Reading text ->
○ ○ ○ ○
Rare Bleeding Disorder clinical trials at University of California Health
1 research study open to eligible people
open to all eligible people
In parallel with the growth of American Thrombosis and Hemostasis Network's (ATHN) clinical studies, the number of new therapies for all congenital and acquired hematologic conditions, not just those for bleeding and clotting disorders, is increasing significantly. Some of the recently FDA-approved therapies for congenital and acquired hematologic conditions have yet to demonstrate long-term safety and effectiveness beyond the pivotal trials that led to their approval. In addition, results from well-controlled, pivotal studies often cannot be replicated once a therapy has been approved for general use.(1,2,3,4) In 2019 alone, the United States Food and Drug Administration (FDA) has issued approvals for twenty-four new therapies for congenital and acquired hematologic conditions.(5) In addition, almost 10,000 new studies for hematologic diseases are currently registered on www.clinicaltrials.gov.(6) With this increase in potential new therapies on the horizon, it is imperative that clinicians and clinical researchers in the field of non-neoplastic hematology have a uniform, secure, unbiased, and enduring method to collect long-term safety and efficacy data. As emphasized in a recently published review, accurate, uniform and quality national data collection is critical in clinical research, particularly for longitudinal cohort studies covering a lifetime of biologic risk.(7) The overarching objective of this longitudinal, observational study is to characterize the safety, effectiveness and practice of treatments for all people with congenital and acquired hematologic disorders in the US.
○ ○ ○ ○
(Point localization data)
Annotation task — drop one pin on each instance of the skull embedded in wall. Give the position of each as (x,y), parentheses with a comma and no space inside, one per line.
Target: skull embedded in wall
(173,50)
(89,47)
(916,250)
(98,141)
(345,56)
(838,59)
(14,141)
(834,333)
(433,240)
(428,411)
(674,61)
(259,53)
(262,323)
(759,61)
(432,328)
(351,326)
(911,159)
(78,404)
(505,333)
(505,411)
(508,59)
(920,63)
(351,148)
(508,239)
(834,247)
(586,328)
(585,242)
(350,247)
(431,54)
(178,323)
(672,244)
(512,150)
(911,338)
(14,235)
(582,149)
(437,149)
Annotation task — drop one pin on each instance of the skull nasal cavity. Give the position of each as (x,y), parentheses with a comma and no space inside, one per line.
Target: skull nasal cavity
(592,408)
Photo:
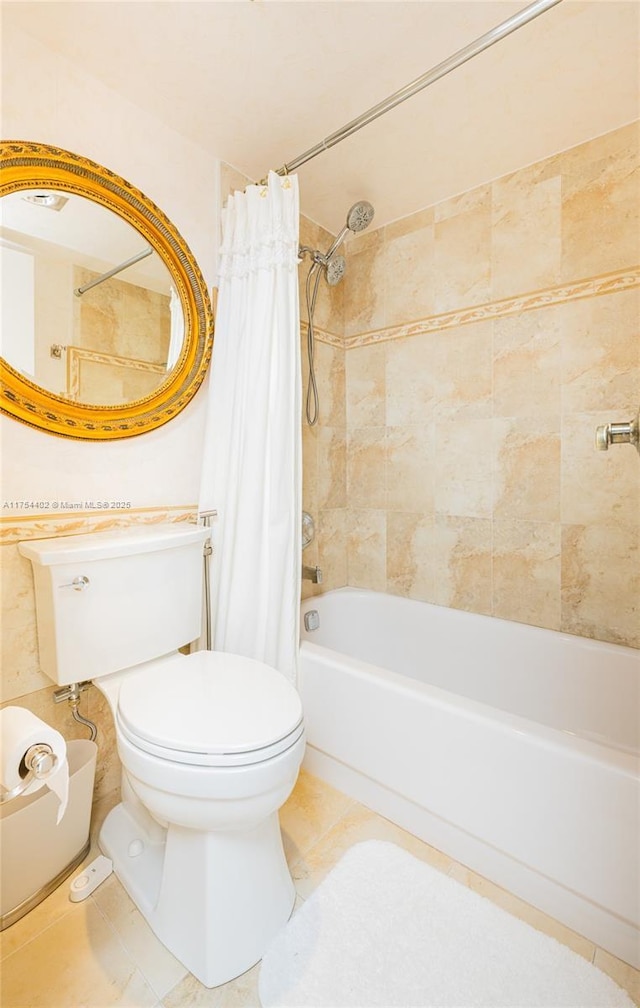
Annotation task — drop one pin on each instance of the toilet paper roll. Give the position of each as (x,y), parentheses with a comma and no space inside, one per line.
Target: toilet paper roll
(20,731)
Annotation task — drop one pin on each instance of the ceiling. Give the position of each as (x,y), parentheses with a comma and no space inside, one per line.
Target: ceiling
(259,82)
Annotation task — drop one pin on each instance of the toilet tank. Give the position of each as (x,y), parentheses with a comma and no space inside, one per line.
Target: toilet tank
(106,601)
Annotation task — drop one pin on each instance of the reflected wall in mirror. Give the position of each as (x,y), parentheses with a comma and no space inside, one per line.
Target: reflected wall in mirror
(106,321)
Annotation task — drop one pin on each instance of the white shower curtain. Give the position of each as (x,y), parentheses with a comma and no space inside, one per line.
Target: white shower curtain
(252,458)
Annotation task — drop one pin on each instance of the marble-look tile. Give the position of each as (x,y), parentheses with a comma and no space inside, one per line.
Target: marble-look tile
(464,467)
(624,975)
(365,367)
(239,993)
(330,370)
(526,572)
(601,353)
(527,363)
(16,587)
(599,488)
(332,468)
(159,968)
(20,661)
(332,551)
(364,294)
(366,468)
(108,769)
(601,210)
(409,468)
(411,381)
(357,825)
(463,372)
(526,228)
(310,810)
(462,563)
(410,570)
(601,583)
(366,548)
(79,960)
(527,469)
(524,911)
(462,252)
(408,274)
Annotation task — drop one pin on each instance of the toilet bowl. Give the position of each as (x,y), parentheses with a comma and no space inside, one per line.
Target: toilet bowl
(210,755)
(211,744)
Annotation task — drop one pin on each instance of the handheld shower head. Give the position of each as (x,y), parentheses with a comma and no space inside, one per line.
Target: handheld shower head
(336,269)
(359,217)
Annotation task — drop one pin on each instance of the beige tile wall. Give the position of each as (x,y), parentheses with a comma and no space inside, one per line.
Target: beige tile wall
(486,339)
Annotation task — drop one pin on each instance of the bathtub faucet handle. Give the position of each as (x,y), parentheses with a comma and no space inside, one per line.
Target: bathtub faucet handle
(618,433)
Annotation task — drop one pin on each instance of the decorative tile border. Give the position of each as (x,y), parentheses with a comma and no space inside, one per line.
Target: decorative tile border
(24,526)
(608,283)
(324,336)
○ ○ ○ ○
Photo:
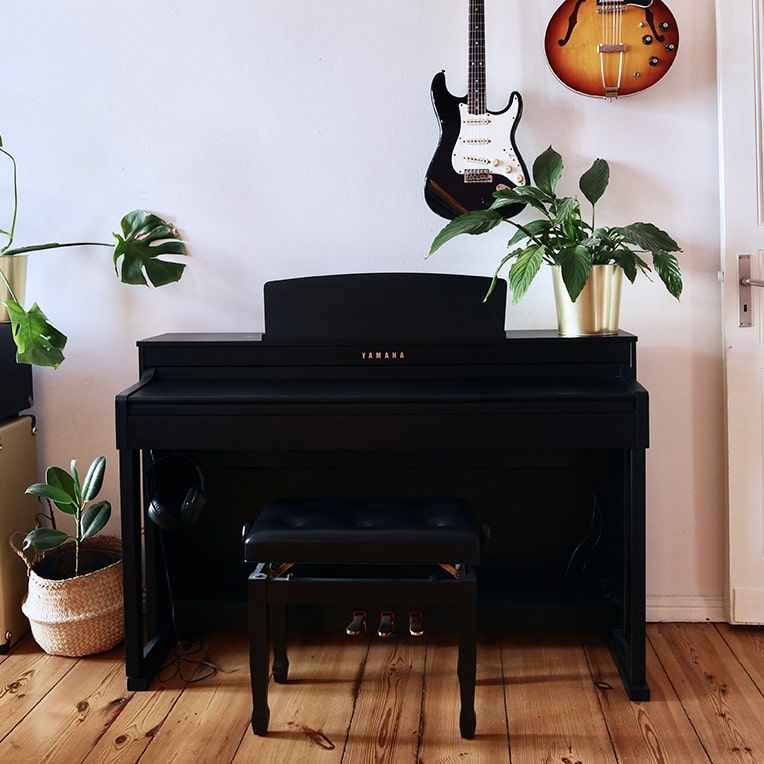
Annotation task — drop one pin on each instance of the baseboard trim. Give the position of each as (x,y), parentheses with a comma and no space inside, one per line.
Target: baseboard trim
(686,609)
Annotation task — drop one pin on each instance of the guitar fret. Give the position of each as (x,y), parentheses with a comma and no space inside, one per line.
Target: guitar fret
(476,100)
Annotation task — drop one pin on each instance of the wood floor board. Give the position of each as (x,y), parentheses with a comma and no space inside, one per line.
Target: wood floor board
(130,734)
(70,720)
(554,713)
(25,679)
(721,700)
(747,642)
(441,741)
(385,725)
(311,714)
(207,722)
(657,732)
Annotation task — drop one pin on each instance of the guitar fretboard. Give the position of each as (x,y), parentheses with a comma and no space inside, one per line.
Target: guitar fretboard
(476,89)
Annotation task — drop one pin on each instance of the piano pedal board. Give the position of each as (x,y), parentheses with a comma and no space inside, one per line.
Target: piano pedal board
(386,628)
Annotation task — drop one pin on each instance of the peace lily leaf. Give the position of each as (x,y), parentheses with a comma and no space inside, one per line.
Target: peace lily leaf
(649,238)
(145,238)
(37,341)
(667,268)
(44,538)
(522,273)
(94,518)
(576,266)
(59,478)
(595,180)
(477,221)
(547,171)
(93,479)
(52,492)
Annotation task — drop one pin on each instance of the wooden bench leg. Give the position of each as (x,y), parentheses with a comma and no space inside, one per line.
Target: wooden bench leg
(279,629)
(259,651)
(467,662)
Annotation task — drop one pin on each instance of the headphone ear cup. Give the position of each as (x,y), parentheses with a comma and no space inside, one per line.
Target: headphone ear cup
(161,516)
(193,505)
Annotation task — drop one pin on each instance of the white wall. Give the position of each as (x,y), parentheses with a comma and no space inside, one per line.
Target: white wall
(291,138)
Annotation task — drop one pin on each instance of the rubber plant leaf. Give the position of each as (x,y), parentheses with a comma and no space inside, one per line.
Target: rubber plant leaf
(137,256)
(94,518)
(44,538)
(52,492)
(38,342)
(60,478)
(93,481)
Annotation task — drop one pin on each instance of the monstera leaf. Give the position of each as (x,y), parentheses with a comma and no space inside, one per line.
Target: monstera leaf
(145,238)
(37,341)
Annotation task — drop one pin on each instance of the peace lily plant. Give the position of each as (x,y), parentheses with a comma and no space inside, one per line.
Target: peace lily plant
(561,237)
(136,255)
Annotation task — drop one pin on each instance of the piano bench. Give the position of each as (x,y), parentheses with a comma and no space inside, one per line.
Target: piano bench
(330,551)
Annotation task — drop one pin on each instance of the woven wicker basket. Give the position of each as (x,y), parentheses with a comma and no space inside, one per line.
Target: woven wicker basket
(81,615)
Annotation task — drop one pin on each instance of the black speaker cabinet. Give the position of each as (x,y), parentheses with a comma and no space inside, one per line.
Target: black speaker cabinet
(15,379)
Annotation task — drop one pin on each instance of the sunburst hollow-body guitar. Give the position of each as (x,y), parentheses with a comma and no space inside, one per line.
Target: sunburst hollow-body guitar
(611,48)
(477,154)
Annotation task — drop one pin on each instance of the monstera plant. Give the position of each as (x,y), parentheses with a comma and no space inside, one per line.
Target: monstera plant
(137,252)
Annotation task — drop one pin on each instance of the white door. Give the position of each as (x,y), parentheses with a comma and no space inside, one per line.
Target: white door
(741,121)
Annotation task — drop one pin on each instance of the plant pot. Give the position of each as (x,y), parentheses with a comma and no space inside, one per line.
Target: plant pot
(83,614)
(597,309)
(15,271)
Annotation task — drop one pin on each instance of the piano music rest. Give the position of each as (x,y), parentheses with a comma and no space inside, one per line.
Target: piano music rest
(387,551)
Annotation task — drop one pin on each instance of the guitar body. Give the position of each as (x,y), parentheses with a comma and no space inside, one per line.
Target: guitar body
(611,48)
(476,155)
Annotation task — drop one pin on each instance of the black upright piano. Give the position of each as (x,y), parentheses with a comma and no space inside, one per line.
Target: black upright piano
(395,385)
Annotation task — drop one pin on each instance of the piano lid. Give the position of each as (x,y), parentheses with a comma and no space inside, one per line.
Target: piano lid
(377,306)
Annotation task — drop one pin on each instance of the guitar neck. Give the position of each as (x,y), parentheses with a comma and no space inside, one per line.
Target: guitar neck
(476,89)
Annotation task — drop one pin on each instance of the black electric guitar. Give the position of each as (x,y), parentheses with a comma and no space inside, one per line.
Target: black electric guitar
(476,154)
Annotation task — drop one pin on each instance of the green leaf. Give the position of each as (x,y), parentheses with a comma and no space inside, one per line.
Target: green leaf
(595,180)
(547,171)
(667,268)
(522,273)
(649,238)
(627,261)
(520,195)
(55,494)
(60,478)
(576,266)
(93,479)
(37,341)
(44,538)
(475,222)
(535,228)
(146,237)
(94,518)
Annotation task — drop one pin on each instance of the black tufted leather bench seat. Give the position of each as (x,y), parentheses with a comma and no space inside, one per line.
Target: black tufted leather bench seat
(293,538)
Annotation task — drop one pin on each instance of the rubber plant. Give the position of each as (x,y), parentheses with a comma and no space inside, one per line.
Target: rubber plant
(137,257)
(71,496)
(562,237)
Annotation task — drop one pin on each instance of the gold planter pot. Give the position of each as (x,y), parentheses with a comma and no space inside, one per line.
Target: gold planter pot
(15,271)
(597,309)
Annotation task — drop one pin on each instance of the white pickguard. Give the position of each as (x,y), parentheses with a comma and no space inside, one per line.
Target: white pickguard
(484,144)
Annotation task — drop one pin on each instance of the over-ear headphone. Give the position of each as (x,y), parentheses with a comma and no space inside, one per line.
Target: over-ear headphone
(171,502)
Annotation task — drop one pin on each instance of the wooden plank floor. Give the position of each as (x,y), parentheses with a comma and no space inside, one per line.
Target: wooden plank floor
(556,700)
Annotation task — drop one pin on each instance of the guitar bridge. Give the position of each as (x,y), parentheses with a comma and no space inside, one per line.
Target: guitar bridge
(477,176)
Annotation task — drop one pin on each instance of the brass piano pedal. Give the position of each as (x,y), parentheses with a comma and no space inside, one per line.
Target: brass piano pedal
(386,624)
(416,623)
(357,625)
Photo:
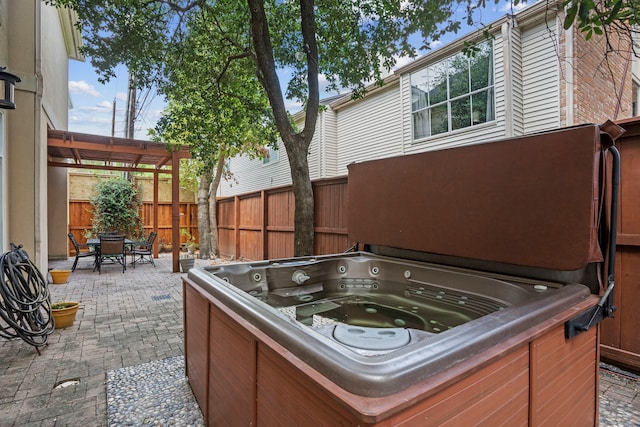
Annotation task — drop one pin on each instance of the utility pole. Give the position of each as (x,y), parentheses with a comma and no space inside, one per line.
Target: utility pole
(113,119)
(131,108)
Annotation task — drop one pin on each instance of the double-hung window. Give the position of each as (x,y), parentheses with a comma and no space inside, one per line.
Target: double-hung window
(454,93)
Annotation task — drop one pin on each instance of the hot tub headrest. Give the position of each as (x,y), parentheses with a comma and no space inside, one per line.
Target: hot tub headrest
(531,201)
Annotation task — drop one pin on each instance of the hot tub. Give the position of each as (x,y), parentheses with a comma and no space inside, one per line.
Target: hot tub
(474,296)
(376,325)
○ ○ ○ ○
Exercise ->
Condense the paragraph of the bleeding disorder trials text that begins "In parallel with the growth" into a short bulleted list that keeps its main facts.

Exercise response ->
- Alongside the growth of ATHN's clinical studies, the number of new therapies for all congenital and acquired hematologic conditions is rising significantly.
- Some recently FDA-approved therapies have not yet shown long-term safety and effectiveness beyond their pivotal trials.
- Results from well-controlled pivotal studies often cannot be replicated once a therapy is in general use.
- In 2019 alone, the FDA approved twenty-four new therapies for these conditions.
- Almost 10,000 new studies for hematologic diseases are registered on www.clinicaltrials.gov.
- Clinicians and researchers in non-neoplastic hematology therefore need a uniform, secure, unbiased, and enduring way to collect long-term safety and efficacy data.
- A recent review stressed that accurate, uniform, quality national data collection is critical, especially for longitudinal cohort studies covering a lifetime of biologic risk.
- The study is longitudinal and observational, and its aim is to characterize the safety, effectiveness, and practice of treatments for all people in the US with congenital and acquired hematologic disorders.